**What you will do**
What is needed is an exact repetition of the lines from the first one in the data through the line with "Flashcard task. Put a dot on each instance of the confetti", with no pictures.

**Data records**
★ ★ ★

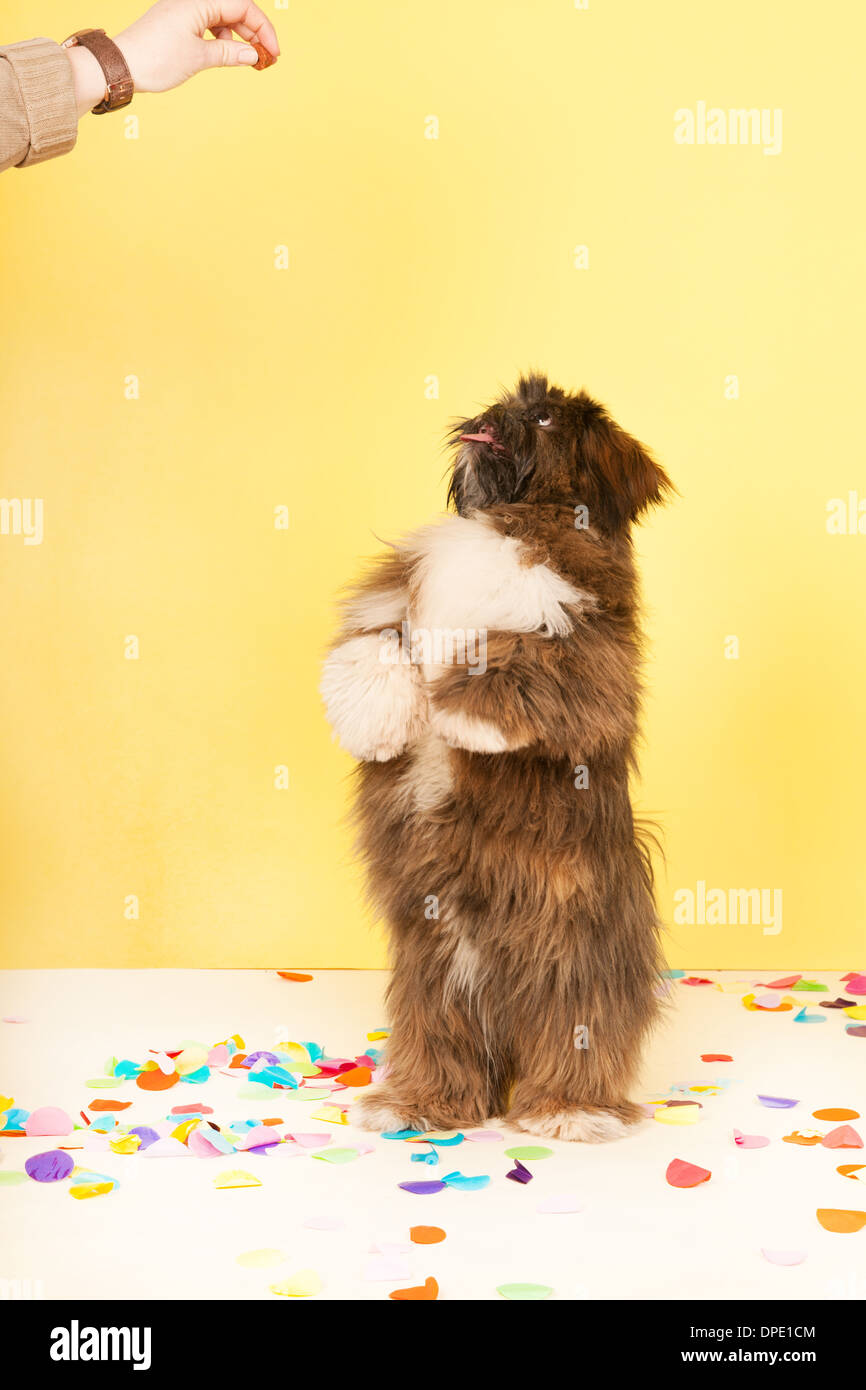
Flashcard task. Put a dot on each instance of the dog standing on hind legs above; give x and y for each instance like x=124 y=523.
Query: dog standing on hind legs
x=492 y=795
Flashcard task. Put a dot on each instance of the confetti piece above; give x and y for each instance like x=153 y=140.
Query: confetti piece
x=50 y=1166
x=426 y=1235
x=840 y=1221
x=303 y=1285
x=331 y=1114
x=84 y=1190
x=442 y=1139
x=528 y=1151
x=559 y=1205
x=260 y=1258
x=466 y=1184
x=749 y=1140
x=338 y=1155
x=428 y=1292
x=127 y=1144
x=237 y=1178
x=156 y=1080
x=47 y=1119
x=680 y=1173
x=524 y=1292
x=357 y=1076
x=843 y=1137
x=679 y=1114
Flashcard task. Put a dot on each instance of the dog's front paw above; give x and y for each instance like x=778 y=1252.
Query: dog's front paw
x=380 y=1109
x=577 y=1123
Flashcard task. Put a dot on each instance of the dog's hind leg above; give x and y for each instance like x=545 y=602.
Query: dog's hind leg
x=577 y=1051
x=445 y=1068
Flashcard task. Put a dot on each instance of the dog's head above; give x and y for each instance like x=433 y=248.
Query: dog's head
x=538 y=444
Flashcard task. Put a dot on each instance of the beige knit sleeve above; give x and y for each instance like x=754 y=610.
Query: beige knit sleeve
x=38 y=113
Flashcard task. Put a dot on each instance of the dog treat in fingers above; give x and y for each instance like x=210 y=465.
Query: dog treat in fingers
x=266 y=59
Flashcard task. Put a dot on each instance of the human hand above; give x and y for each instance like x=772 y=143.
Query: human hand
x=167 y=45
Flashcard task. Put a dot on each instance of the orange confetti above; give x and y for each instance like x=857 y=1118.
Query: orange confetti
x=156 y=1080
x=357 y=1076
x=426 y=1235
x=424 y=1293
x=838 y=1219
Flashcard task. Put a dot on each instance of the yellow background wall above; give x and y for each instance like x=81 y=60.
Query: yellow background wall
x=306 y=387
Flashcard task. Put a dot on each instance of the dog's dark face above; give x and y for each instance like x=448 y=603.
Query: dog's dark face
x=540 y=444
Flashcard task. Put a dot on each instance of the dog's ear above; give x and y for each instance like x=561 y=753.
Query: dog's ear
x=624 y=476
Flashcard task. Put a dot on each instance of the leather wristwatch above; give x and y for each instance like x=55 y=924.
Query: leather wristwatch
x=118 y=79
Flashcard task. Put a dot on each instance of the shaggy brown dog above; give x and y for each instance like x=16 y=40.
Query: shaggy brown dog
x=492 y=795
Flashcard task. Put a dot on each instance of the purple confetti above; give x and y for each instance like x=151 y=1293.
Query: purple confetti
x=255 y=1057
x=146 y=1136
x=49 y=1166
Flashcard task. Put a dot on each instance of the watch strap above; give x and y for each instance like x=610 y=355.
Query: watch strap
x=118 y=79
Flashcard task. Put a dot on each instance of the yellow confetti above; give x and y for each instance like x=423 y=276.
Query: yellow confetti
x=184 y=1127
x=127 y=1144
x=677 y=1115
x=330 y=1114
x=237 y=1178
x=302 y=1285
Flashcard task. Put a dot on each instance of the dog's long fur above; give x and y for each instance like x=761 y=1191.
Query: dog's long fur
x=519 y=904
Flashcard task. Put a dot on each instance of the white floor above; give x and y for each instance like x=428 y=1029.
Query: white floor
x=167 y=1232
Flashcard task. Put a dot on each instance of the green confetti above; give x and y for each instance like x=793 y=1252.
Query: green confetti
x=528 y=1151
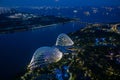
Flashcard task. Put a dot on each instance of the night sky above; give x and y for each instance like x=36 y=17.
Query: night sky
x=70 y=3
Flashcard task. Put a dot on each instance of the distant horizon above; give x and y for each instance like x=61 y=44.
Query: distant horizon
x=57 y=3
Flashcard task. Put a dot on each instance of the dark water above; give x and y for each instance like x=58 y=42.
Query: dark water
x=16 y=49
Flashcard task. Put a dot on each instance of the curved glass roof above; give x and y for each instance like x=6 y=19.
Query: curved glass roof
x=64 y=40
x=44 y=56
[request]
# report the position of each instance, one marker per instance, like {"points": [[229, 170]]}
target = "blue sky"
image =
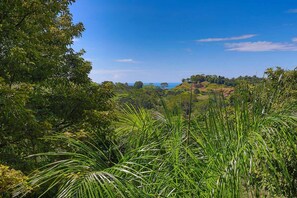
{"points": [[167, 40]]}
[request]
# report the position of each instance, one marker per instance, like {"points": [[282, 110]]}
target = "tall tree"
{"points": [[44, 83]]}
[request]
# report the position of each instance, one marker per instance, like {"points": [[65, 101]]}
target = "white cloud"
{"points": [[260, 46], [292, 11], [126, 60], [246, 36]]}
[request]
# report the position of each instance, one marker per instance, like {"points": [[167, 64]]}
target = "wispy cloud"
{"points": [[125, 60], [292, 11], [260, 46], [235, 38]]}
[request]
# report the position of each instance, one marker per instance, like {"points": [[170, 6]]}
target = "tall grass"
{"points": [[244, 147]]}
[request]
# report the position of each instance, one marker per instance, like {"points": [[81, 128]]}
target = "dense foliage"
{"points": [[62, 135], [44, 83]]}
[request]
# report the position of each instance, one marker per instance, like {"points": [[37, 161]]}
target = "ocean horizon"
{"points": [[157, 84]]}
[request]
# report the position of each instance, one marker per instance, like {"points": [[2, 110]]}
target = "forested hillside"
{"points": [[63, 135]]}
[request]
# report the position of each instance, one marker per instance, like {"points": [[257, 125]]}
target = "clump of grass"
{"points": [[242, 147]]}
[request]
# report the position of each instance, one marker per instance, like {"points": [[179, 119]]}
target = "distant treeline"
{"points": [[199, 78]]}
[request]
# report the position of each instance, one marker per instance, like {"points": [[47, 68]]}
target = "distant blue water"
{"points": [[170, 85]]}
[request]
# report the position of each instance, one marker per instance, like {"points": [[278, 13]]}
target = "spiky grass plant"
{"points": [[244, 147]]}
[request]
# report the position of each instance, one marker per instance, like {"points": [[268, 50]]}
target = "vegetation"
{"points": [[62, 135]]}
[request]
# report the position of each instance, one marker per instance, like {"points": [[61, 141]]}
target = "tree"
{"points": [[138, 84], [44, 83]]}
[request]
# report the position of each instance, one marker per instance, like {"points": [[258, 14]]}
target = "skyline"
{"points": [[165, 41]]}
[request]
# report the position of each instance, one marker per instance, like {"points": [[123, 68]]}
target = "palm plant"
{"points": [[244, 147]]}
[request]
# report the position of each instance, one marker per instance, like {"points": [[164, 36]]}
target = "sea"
{"points": [[170, 85]]}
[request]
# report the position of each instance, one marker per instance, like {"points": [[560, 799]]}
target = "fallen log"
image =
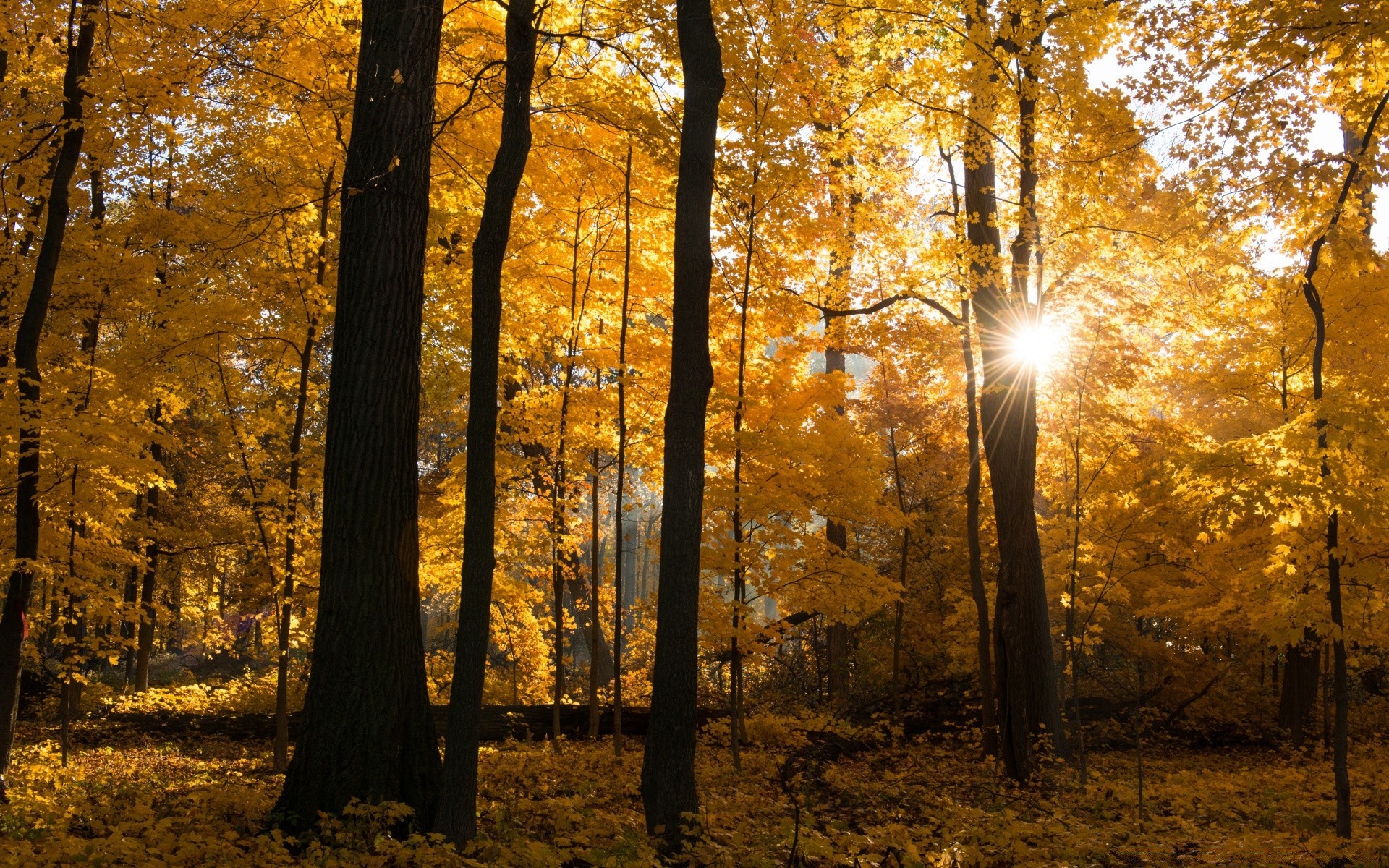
{"points": [[499, 723]]}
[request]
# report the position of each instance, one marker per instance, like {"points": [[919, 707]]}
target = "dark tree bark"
{"points": [[1302, 674], [596, 581], [27, 520], [1028, 702], [621, 460], [367, 731], [988, 717], [296, 435], [668, 767], [459, 803], [1341, 688], [145, 641], [735, 681]]}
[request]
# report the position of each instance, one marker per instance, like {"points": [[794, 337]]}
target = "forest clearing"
{"points": [[802, 433]]}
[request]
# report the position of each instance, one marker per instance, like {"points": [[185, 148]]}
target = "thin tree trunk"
{"points": [[988, 718], [1314, 303], [306, 360], [596, 578], [668, 792], [621, 460], [145, 641], [735, 694], [365, 729], [906, 548], [1028, 702], [27, 519], [459, 803]]}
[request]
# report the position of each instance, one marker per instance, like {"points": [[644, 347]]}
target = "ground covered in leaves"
{"points": [[800, 799]]}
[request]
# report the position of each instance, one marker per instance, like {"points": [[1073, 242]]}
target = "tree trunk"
{"points": [[735, 682], [145, 641], [595, 608], [668, 767], [459, 803], [367, 731], [306, 360], [1028, 703], [27, 520], [988, 723], [1314, 305], [1299, 694], [621, 460]]}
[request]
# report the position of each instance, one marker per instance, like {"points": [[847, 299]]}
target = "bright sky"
{"points": [[1325, 135]]}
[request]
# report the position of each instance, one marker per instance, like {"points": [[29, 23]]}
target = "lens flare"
{"points": [[1035, 345]]}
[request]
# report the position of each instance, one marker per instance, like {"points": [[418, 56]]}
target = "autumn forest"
{"points": [[788, 434]]}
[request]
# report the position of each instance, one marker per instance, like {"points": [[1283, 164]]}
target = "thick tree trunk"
{"points": [[668, 791], [1028, 702], [27, 520], [367, 731], [459, 803]]}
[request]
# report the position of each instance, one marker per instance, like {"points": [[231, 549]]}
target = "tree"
{"points": [[457, 810], [14, 626], [367, 732], [668, 792]]}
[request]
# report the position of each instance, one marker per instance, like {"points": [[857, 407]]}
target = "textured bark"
{"points": [[145, 639], [988, 718], [621, 460], [595, 606], [296, 435], [365, 728], [735, 681], [1299, 691], [668, 792], [1341, 738], [27, 520], [836, 634], [459, 803]]}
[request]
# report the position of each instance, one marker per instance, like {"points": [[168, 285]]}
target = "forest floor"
{"points": [[927, 801]]}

★ ★ ★

**Solved exercise**
Flashcard task. Put a dot on each instance of the dog standing on hind legs above; give x and y for each instance like x=124 y=523.
Query: dog standing on hind legs
x=492 y=795
Flashcard task. Put a dot on each instance of the confetti piece above; give x and y for each instance like x=153 y=140.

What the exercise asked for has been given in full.